> Aim
Find each line in the rows below that contains the word "every" and copy those lines out in full.

> Data
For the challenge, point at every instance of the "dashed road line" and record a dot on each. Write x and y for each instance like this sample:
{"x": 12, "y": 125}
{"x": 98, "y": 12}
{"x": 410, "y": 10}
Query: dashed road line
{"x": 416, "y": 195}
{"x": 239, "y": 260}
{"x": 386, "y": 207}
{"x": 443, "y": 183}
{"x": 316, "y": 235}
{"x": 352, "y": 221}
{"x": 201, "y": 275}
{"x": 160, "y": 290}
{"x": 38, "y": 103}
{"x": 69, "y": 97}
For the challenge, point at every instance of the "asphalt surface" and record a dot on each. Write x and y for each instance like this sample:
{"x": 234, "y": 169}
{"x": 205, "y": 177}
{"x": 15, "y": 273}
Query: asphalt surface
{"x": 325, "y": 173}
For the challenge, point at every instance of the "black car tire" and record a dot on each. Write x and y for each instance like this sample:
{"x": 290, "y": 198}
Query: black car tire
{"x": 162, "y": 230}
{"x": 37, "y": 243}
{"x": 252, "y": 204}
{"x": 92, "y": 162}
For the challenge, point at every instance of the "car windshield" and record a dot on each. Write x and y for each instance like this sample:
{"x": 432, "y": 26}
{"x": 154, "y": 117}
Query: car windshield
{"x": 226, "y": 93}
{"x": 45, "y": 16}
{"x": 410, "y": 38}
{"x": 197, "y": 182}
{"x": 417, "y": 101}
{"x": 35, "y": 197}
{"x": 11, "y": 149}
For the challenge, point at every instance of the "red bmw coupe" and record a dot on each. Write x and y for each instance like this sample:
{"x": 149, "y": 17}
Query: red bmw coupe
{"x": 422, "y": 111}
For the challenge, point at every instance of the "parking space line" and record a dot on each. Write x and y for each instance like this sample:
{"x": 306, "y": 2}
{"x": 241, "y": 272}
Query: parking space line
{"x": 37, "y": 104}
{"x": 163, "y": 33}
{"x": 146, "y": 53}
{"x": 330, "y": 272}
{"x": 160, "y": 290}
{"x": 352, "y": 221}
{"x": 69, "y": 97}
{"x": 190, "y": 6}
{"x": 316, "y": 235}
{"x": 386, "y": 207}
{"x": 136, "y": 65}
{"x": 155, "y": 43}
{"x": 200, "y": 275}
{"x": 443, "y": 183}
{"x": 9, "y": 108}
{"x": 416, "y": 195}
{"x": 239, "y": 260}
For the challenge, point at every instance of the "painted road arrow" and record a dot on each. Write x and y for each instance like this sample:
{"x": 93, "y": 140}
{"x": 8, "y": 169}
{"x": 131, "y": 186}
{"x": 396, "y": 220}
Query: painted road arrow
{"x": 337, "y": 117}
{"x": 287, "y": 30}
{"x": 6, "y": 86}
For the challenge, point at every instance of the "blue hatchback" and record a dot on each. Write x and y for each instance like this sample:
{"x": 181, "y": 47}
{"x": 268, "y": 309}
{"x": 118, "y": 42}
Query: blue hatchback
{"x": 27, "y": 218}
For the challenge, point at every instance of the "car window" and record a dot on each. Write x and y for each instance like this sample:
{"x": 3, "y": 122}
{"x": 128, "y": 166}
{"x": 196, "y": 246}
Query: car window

> Solution to this task
For the challenge, point at every instance of the "dashed road line" and record a dot on each. Write x and y for each instance like this sample:
For the challenge, point at every instance of the "asphalt surface" and record a dot on each. Write x and y for each instance like this sample:
For the challenge, point at every instance of the "black car tire" and record a dot on each. Write x and y for each instance like this sample:
For the challenge, point at every instance of the "car windshield" and record a dot on each. Write x and y for each instance like this sample:
For the challenge, point at every instance of the "red bmw coupe" and record a dot on each. Write x and y for each instance like this sample:
For the challenge, point at every instance of the "parking space line" and record a dot on each. Write x and y for each instance like this sample:
For the challenge, point at every instance of the "painted road arrow" and record a dot on each. Write x and y for each instance like this sample:
For the challenge, point at every instance of the "blue hatchback" and record a dot on each. Write x and y for each instance like this sample:
For the challenge, point at every instance of the "car window" and record a dot on each. Write x and y for each instance like this sample:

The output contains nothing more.